:: The tasks ::
[1] Could you copy out again, word for word, the part of the Koch endorsement post that opens with "This is just" and closes with "Last 8 years?"?
[2] Answer these questions from the Koch endorsement post:
(a) What report about Palin did Koch say shocked him?
(b) What share of the time has McCain voted with Bush?
(c) How many years has McCain been in the Senate?

:: Provided text ::

----------

Republican Ed Koch (former Bush surrogate) endorses Barack Obama…..Koch on Palin: “scary”

Republican, Ed Koch has endorsed Sen. Barack Obama for President today.  When asked why, Koch said  “[McCain's] designation of Palin as vice president.”  Koch said that he was shocked at the report about Palin banning books at the local library.  Koch went further to say.

“Any time someone goes to the library and says, ‘I want to ban books,’ and the librarian says ‘no,’ and she threatens to fire them — that’s scary,” he said. 

In Koch’s endorsement of Sen. Obama he wrote “the issue for me is who will best protect and defend America”

I have concluded that the country is safer in the hands of Barack Obama, leader of the Democratic Party and protector of the philosophy of that party. Protecting and defending the U.S. means more than defending us from foreign attacks. It includes defending the public with respect to their civil rights, civil liberties and other needs, e.g., national health insurance, the right of abortion, the continuation of Social Security, gay rights, other rights of privacy, fair progressive taxation and a host of other needs and rights.

If the vice president were ever called on to lead the country, there is no question in my mind that the experience and demonstrated judgment of Joe Biden is superior to that of Sarah Palin. Sarah Palin is a plucky, exciting candidate, but when her record is examined, she fails miserably with respect to her views on the domestic issues that are so important to the people of the U.S., and to me. Frankly, it would scare me if she were to succeed John McCain in the presidency.

This is just common sense.  Who cares if Palin is a woman, are we going to jeopardize the security of our country just to elect a female as president? 

Excuse Me Sen. McCain…..how can you Bring change when your party has been in office for the Last 8 years?

Sen. McCain said last night that he too will bring change to Washington DC.  Yet the same McCain has voted with Bush 90 percent of the time AND laid out an economic plan last night that is almost exactly the same as the economic policy of George W. Bush.  Perhaps someone should define change to Sen. McCain.  Simply entering office with a female version of Dick Cheney does not mean that your ticket represents change.  It means that it’s Bush style politics dressed in heels and a military cloak.  Guess what….George W. Bush also was a governor of a state outside of Washington DC.  Sen. McCain has been in the senate for 26 years!  After election day, with the amount of Rove and Bush cronies that are running McCain’s campaign, the Arizona senator will owe a slew of favors to lobbyists, special interests (oil companies), etc..  McCain’s running mate, Gov. Sarah Palin, is already involved in her second “abuse of power” investigation in only a very short political career.  If this is not a red flag indicating a Bush-Cheney style of leadership, I don’t know what is.

----------

:: Recorded information ::
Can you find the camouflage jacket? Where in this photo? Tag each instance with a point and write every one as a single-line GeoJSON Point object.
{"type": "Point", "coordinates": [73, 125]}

----------

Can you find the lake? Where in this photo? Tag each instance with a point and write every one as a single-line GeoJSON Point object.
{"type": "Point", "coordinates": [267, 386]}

----------

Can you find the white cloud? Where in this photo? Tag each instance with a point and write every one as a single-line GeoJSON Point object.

----------

:: Answers for this exercise ::
[1]
This is just common sense.  Who cares if Palin is a woman, are we going to jeopardize the security of our country just to elect a female as president? 

Excuse Me Sen. McCain…..how can you Bring change when your party has been in office for the Last 8 years?

[2]
(a) The report about Palin banning books at the local library.
(b) 90 percent of the time.
(c) 26 years.